■ 原文
»»

# 4、打卡分析
# 4-1 统计每年的打卡次数
df22 = checkin_df \
.select(col('business_id'), explode(split(col('date'), ',')).alias('datetime')) \
.select('business_id', year(to_timestamp(trim(col('datetime')))).alias('year')) \
.groupBy('year') \
.count() \
.orderBy(col("count").desc()) \
.show()
# 4-2 统计24小时每小时打卡次数
df23 = checkin_df.select(col('business_id'), explode(split(col('date'), ',')).alias('datetime')) \
.select('business_id', hour(to_timestamp(trim(col('datetime')))).alias('hour')) \
.groupBy('hour') \
.count()\
.orderBy(col("count").desc()) \
.show()

««

[带标签对象的指向数据]
»»

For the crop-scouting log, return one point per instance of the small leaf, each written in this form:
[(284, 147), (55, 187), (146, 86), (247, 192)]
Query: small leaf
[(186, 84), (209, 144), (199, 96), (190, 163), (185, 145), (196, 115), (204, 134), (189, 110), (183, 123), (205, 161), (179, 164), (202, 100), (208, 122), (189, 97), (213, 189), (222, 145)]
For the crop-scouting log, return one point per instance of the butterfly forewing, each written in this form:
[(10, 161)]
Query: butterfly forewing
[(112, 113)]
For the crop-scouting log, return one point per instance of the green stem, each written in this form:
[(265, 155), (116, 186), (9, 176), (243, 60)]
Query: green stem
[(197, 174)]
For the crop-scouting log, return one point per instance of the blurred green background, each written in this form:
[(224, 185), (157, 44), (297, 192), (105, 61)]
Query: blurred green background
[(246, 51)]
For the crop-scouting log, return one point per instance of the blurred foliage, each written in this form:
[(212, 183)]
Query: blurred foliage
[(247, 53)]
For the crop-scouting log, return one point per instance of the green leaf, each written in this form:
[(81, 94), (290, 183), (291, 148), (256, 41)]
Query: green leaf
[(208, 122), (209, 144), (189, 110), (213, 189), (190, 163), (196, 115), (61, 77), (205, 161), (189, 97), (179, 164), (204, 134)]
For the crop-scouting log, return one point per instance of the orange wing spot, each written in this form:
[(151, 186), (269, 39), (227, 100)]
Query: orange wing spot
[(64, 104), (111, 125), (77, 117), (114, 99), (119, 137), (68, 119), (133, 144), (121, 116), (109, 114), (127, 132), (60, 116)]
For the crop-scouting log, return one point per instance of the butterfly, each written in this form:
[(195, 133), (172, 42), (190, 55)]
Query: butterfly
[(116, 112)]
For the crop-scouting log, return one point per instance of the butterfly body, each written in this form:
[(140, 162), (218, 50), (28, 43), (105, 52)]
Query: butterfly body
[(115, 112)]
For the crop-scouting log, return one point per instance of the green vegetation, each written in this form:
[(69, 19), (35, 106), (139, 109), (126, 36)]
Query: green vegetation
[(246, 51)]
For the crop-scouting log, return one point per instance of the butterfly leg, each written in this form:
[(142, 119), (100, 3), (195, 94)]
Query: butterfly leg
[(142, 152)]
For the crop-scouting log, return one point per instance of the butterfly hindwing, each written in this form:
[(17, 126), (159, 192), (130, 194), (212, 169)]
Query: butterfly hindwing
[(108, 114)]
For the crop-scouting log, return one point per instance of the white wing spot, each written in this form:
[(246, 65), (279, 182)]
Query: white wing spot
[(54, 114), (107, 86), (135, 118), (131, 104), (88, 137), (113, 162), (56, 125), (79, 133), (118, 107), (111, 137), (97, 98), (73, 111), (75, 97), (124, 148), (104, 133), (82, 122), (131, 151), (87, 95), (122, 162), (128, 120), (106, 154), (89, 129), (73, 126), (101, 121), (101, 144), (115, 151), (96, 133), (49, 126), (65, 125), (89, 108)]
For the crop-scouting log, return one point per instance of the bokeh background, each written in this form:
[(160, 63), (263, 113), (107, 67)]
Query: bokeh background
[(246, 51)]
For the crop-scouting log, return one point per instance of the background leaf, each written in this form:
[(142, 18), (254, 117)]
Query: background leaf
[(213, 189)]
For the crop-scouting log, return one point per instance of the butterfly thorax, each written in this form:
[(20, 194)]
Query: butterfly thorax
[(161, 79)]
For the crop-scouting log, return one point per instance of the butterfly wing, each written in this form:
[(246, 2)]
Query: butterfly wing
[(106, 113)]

««

■ 任务指令
给出打卡分析代码在末行之后的后续内容。

■ 最终结果
# 4-3 统计最喜欢打卡的城市
df24 = checkin_df \
.select(col('business_id'), explode(split(col('date'), ',')).alias('datetime')) \
.join(df, checkin_df['business_id'] == df['business_id']) \
.select(df['business_id'], df['city']) \
.groupBy('city') \
.agg(count('city').alias('cnt')) \
.orderBy(col('cnt').desc()) \
.limit(20) \
.show()
# 4-4 全部商家的打卡排行榜
df25 = checkin_df \
.select('business_id', explode(split(col('date'), ',')).alias('time')) \
.groupBy("business_id") \
.count() \
.orderBy(col("count").desc()) \
.limit(5) \
.show()